Re: GIN data corruption bug(s) in 9.6devel

From: Jeff Janes <jeff(dot)janes(at)gmail(dot)com>
To: Teodor Sigaev <teodor(at)sigaev(dot)ru>
Cc: Tomas Vondra <tomas(dot)vondra(at)2ndquadrant(dot)com>, Noah Misch <noah(at)leadboat(dot)com>, PostgreSQL-development <pgsql-hackers(at)postgresql(dot)org>
Subject: Re: GIN data corruption bug(s) in 9.6devel
Date: 2016-04-07 21:22:31
Message-ID: CAMkU=1zYkyw1qYQ-z47zyzdOVmvoLxSSR6ib_e6PHGM1p6jzvg@mail.gmail.com
Views: Raw Message | Whole Thread | Download mbox | Resend email
Thread:
Lists: pgsql-hackers

On Wed, Apr 6, 2016 at 9:52 AM, Teodor Sigaev <teodor(at)sigaev(dot)ru> wrote:

> I'm inclining to push v3.1 as one of two winners by size/performance and,
> unlike to pending lock patch, it doesn't change an internal logic of lock
> machinery.

**INSTRUCTION:**
In the mailing-list message about the GIN data corruption bug, which version does Teodor Sigaev say he is inclined to push? The data after the mailing-list message is not required for any task.

**RAW DATA:**
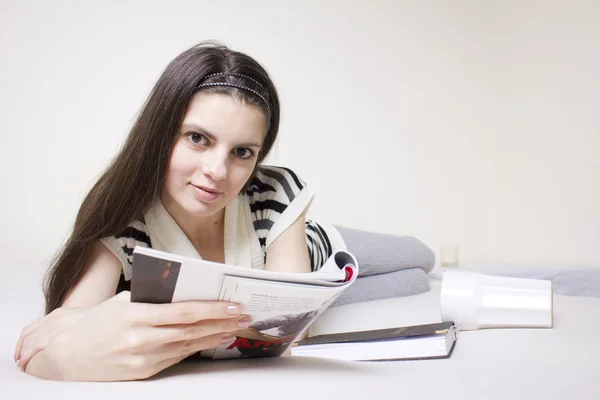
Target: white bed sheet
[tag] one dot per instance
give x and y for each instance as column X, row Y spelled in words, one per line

**FULL OUTPUT:**
v3.1